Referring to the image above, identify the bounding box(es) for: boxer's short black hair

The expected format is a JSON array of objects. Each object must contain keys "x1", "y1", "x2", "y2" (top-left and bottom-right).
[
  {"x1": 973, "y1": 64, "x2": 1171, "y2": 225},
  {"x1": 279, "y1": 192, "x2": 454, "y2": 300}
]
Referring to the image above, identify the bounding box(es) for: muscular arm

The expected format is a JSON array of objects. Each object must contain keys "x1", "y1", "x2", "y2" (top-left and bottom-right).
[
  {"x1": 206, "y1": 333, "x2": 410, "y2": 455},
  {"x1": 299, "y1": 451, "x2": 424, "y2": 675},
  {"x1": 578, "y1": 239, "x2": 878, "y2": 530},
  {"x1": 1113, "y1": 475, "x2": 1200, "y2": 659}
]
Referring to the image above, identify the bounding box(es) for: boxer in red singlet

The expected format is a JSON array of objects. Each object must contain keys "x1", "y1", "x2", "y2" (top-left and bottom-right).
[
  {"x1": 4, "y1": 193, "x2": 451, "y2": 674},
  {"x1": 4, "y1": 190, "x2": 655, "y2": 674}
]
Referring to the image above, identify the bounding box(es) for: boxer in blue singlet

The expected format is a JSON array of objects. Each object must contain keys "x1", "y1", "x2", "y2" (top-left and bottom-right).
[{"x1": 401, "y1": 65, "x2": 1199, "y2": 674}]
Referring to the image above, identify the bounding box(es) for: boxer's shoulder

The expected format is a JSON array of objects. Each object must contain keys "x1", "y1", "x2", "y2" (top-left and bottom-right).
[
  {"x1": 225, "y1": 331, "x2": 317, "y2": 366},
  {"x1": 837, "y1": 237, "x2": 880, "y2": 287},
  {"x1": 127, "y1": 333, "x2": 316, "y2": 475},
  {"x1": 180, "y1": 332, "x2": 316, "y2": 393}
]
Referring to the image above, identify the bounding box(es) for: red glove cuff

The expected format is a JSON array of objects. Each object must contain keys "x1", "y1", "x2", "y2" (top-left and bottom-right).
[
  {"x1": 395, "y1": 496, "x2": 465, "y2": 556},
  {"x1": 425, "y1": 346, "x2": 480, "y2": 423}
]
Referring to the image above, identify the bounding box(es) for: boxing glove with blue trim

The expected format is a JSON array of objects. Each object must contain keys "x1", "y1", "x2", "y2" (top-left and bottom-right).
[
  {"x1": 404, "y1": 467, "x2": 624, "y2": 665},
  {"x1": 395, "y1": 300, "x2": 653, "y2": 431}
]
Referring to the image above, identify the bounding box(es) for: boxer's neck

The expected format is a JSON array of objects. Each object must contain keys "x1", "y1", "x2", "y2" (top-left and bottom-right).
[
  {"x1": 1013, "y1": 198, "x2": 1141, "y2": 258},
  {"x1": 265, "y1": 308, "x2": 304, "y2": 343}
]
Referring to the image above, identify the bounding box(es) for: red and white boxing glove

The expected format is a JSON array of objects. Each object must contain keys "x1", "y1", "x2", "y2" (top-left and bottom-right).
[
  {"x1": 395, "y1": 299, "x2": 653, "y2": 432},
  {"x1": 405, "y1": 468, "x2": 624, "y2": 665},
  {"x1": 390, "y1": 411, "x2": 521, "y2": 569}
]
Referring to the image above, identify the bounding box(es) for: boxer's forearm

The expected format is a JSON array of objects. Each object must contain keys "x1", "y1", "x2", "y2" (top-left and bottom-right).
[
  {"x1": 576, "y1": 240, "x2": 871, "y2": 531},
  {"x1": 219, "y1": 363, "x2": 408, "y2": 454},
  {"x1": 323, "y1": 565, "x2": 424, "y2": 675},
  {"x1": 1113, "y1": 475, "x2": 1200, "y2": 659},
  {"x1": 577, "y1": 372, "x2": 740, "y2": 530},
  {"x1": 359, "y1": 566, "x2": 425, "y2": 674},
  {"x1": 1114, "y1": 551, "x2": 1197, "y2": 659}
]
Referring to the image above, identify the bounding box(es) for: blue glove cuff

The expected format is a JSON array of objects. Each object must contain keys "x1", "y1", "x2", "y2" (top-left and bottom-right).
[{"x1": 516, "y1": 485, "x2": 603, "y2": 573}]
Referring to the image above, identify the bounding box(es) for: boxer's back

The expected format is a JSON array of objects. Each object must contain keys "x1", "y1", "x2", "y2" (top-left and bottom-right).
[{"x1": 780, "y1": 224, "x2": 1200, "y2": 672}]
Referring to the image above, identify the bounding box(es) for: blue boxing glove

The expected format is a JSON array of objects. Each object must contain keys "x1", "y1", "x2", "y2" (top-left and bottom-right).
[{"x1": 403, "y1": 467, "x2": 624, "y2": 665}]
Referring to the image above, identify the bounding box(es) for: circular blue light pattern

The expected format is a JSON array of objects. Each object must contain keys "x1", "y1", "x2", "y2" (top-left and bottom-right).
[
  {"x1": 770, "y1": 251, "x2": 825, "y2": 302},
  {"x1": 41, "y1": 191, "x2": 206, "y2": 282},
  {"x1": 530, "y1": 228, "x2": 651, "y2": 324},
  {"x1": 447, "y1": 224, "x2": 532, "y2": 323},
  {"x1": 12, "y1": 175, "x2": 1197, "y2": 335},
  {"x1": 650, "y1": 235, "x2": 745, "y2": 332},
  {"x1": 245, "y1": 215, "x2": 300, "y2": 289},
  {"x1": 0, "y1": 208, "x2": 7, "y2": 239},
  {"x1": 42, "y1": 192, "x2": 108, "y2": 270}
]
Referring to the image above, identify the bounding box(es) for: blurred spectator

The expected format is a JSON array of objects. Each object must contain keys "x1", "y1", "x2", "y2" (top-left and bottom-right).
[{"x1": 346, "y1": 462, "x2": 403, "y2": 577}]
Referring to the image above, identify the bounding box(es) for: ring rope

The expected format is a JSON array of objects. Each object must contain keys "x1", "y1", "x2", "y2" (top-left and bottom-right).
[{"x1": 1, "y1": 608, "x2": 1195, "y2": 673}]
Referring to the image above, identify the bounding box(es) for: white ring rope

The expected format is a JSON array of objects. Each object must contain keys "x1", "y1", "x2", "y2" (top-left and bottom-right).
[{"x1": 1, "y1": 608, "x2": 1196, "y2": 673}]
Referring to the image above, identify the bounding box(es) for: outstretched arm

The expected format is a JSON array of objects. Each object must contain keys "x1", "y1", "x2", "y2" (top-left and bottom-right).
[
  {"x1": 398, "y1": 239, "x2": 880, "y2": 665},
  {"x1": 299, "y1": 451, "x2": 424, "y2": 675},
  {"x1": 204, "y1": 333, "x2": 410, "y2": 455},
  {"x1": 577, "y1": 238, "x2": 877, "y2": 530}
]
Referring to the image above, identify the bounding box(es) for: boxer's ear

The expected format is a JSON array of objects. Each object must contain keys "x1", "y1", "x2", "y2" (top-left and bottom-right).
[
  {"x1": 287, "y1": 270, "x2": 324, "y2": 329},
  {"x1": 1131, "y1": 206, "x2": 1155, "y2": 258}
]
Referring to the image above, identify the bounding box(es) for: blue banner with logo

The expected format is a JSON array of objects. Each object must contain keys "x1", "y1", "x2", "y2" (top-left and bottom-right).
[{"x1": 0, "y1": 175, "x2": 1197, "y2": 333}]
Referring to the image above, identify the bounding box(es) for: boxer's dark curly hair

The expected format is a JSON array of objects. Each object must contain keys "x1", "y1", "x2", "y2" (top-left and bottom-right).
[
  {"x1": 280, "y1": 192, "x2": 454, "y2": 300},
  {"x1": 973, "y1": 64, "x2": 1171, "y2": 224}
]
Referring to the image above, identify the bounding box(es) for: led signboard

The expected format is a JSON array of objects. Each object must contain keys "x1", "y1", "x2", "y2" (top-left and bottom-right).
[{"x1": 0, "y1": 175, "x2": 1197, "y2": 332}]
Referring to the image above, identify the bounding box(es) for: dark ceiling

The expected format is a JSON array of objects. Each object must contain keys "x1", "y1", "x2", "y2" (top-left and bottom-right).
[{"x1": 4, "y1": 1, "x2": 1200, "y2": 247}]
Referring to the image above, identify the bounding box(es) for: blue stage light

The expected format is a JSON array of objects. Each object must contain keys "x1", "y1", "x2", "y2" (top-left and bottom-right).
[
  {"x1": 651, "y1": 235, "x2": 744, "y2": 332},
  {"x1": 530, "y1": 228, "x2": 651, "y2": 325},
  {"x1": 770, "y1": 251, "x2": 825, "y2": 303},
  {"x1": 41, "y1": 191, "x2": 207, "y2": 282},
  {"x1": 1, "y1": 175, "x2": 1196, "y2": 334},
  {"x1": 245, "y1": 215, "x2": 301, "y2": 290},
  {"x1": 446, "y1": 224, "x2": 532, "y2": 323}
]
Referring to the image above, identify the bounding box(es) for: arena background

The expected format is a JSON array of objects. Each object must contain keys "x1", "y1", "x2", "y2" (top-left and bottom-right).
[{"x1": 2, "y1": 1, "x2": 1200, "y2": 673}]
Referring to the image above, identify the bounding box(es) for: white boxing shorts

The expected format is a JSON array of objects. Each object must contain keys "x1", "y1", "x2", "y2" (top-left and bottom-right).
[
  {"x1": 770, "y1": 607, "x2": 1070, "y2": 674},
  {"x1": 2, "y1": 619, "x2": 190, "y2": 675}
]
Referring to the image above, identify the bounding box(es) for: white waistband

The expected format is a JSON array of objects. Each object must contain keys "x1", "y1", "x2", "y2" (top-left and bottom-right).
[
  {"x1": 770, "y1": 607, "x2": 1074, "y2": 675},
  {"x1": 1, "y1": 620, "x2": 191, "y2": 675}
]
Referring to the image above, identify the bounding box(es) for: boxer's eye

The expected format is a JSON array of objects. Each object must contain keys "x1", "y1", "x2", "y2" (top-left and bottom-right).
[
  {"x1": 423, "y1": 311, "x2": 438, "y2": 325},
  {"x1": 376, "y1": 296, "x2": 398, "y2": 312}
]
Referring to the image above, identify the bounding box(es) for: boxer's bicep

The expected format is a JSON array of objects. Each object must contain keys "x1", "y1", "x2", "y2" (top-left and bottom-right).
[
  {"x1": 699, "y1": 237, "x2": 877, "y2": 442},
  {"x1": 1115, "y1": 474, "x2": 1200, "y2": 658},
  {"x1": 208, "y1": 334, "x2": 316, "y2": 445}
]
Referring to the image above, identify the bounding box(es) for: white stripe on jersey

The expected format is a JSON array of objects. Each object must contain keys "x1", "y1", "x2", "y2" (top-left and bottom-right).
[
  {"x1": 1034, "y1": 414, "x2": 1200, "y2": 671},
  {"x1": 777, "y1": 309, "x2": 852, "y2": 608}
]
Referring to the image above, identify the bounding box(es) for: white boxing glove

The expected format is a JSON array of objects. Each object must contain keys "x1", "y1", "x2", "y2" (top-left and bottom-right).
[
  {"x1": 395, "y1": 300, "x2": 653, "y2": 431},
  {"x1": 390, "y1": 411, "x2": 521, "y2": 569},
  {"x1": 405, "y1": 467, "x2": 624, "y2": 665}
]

→ **Task brief**
Return from the data every line that holds "with".

→ **Result below**
Referring to the image above, identify the bounding box(es) for: boxing glove with blue trim
Referring to the image above, identify the bounding box(es) for: blue banner with logo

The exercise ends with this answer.